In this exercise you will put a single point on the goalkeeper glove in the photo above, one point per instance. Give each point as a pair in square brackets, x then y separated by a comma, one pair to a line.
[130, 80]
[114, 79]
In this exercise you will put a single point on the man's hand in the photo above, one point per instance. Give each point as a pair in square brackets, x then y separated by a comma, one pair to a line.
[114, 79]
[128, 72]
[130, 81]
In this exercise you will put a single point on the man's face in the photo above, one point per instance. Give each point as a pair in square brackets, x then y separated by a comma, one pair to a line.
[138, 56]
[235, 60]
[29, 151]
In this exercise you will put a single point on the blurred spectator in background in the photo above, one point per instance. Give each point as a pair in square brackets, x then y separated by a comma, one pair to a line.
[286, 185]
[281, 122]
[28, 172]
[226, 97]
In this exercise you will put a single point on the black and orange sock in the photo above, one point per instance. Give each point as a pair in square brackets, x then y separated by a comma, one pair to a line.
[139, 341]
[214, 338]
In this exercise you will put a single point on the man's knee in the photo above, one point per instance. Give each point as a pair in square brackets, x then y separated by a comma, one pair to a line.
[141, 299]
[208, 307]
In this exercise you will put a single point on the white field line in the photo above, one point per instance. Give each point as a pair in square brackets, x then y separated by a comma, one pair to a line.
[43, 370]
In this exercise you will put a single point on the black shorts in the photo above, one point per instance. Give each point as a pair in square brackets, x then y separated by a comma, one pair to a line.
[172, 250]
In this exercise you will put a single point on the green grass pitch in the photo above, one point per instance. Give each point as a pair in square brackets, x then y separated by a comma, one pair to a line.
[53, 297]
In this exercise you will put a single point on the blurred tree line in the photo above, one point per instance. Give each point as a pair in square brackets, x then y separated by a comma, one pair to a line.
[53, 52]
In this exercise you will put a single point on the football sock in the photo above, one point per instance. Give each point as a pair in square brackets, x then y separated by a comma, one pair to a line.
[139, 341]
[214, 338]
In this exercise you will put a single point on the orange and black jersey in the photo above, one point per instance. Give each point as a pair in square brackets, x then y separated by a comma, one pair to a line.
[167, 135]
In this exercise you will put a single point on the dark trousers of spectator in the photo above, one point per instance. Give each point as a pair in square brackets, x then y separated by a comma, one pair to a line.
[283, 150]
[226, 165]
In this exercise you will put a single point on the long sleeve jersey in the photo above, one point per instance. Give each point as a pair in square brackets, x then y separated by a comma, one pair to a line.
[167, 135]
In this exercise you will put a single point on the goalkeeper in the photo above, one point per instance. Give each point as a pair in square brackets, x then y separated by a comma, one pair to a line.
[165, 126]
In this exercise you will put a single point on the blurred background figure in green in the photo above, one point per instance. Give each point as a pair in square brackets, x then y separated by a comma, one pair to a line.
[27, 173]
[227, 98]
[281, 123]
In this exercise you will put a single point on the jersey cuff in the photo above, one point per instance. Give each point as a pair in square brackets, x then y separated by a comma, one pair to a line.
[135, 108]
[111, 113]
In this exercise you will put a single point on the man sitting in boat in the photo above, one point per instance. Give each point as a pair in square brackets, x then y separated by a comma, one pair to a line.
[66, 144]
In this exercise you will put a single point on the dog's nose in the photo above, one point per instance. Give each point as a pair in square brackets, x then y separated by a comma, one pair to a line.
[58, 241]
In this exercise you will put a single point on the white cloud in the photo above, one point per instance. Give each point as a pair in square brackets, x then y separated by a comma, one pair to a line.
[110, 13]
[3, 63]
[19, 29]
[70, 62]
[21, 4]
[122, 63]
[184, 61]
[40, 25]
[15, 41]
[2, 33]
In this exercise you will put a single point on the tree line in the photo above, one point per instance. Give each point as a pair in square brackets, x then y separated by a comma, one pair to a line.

_____

▶ **Directions**: Reproduce, word for word, the lines of the entries above from the line containing "the white cloud" through the final line of the entries, both ends included.

▶ **Worked answer**:
In this exercise you will put a single point on the white cloud in the photo above, one point per instance. Give each point as a pair in square brackets, x then y separated by a comma, one pair to a line.
[110, 13]
[3, 63]
[19, 29]
[70, 62]
[21, 4]
[122, 63]
[184, 61]
[40, 25]
[15, 41]
[2, 33]
In this exercise you will put a single point on the tree line in the photo above, one point per instance. Give each point as a pair in square brackets, x then y separated by a comma, one pair to a line.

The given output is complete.